[Extracted data entries]
==*==
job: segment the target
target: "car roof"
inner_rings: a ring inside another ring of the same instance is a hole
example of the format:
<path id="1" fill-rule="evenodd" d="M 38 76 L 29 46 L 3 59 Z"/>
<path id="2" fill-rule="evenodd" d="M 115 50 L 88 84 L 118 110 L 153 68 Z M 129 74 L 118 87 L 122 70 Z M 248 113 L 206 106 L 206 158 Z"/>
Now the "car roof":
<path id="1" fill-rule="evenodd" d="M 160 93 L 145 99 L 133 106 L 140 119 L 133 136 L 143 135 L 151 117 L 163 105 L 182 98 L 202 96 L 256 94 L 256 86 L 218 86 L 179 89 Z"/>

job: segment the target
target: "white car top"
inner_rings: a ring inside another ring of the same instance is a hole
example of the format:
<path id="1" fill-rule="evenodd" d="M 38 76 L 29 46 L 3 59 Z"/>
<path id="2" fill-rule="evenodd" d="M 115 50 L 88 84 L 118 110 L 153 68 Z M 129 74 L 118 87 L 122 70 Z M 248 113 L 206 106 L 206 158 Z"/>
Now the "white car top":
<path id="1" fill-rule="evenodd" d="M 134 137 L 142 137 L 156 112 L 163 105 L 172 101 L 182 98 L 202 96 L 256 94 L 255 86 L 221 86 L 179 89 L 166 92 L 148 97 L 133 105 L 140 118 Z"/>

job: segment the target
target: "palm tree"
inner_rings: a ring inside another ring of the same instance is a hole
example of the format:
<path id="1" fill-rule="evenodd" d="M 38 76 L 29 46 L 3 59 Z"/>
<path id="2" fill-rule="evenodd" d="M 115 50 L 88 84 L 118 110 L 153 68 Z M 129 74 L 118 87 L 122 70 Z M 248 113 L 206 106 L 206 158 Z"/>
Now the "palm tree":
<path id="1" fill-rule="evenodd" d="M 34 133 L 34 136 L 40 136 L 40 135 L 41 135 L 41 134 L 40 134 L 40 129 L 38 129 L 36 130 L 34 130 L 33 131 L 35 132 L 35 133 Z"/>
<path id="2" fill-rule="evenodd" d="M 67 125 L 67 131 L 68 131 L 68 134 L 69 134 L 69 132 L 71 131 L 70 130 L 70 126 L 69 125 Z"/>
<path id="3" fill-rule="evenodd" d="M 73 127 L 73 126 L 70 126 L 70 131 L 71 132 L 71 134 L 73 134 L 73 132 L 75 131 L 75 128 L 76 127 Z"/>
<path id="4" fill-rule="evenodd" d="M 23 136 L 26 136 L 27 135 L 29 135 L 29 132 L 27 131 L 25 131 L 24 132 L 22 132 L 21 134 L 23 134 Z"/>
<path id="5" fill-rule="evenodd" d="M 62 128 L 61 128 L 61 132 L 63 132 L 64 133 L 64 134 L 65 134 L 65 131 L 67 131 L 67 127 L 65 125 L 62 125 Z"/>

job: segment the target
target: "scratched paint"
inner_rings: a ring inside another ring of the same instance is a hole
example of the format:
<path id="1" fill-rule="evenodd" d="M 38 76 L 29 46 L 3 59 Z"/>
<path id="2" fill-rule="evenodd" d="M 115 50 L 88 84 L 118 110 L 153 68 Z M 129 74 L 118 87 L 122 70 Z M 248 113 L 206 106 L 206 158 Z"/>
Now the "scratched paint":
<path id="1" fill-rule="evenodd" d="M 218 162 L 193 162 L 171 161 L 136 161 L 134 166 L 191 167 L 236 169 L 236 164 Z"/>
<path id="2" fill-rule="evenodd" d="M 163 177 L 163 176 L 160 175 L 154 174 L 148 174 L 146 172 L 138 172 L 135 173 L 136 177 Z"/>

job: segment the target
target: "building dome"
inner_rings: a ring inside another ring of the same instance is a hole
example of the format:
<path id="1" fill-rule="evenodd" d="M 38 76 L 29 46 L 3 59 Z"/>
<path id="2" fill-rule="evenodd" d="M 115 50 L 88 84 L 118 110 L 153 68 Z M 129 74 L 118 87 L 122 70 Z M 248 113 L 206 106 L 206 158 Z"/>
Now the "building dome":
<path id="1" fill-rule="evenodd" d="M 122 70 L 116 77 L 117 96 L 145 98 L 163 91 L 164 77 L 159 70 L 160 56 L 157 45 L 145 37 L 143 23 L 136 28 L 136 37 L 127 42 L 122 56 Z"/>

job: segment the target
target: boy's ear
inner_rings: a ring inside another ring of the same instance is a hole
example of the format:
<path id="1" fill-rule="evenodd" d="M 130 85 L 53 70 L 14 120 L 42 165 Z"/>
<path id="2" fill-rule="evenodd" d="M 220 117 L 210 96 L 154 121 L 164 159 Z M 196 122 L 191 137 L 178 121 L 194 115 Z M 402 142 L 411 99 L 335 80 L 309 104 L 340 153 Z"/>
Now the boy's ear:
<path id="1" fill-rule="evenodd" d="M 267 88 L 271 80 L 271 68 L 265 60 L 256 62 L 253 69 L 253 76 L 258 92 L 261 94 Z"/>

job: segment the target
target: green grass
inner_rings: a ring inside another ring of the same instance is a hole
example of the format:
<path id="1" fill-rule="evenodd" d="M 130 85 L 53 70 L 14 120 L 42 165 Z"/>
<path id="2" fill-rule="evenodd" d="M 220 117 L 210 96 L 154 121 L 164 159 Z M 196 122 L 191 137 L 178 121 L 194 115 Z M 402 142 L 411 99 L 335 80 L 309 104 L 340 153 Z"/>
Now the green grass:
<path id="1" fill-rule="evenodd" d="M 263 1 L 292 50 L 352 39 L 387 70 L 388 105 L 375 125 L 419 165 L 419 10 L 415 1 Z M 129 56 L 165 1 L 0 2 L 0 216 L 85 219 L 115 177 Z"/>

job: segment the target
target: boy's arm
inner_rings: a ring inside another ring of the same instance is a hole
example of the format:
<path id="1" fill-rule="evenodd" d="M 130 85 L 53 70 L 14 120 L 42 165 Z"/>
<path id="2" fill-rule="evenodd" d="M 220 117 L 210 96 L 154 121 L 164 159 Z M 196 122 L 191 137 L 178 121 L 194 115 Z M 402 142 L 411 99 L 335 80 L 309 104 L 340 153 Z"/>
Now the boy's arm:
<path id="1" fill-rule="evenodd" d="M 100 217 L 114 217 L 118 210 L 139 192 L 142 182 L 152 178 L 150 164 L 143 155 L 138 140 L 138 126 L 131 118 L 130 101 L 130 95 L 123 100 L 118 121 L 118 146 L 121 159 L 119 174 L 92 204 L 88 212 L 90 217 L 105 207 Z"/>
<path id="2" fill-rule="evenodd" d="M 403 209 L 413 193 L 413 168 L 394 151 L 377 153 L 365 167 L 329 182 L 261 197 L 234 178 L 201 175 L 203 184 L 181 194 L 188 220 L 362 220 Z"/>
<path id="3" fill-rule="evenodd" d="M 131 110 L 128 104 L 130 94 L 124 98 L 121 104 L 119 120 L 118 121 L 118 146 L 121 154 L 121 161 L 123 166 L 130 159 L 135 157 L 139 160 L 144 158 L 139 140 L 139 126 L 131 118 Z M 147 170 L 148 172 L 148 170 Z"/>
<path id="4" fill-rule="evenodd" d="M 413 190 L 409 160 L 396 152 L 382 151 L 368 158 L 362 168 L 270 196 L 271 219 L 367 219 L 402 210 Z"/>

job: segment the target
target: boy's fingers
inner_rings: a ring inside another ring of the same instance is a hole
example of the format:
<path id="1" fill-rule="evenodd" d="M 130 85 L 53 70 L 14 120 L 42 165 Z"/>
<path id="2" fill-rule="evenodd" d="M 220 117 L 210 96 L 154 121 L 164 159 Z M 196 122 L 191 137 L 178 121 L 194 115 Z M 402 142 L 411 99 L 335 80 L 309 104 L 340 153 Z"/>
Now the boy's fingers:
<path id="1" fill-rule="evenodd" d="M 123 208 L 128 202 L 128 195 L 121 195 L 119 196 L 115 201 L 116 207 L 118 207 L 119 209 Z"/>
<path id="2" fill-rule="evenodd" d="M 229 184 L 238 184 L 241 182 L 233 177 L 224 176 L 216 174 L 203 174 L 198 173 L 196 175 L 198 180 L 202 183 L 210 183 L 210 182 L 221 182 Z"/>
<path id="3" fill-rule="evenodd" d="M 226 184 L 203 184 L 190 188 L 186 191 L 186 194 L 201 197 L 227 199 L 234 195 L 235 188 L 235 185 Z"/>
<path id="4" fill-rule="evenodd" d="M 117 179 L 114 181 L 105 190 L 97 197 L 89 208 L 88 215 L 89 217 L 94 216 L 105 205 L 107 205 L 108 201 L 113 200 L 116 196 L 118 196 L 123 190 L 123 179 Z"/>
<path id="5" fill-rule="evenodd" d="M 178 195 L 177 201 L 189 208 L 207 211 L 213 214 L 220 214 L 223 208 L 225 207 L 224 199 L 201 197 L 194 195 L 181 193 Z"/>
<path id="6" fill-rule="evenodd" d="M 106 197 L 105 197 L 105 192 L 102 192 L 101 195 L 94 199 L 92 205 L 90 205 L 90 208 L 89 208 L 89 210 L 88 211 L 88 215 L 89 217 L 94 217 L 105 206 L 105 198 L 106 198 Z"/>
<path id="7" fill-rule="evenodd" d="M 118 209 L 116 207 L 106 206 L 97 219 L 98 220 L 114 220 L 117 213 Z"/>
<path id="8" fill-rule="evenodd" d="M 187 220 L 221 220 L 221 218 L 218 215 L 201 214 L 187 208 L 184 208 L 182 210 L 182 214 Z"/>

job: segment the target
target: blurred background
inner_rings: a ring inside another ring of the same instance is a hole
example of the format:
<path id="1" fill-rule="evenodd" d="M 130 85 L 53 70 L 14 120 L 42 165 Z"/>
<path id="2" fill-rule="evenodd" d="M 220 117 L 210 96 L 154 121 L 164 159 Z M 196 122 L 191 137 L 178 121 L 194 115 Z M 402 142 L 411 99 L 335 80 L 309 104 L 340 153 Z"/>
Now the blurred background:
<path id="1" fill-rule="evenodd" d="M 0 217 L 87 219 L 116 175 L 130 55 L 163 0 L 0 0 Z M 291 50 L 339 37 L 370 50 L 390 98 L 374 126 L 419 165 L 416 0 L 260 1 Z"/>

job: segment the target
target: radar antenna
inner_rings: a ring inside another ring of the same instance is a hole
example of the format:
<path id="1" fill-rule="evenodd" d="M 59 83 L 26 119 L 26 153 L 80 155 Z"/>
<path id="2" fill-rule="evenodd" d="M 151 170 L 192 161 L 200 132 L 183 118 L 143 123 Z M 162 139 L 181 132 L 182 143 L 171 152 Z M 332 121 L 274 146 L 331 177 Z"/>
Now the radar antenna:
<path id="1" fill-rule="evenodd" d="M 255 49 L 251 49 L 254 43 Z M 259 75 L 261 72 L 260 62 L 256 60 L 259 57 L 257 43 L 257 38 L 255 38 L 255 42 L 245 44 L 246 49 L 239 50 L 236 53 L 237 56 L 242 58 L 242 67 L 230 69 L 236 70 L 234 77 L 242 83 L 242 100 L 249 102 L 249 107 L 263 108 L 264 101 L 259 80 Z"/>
==*==
Aim: State how many lines in the extracted data entries above contain the word "paint". Case counts. Give only the number.

Exercise answer: 2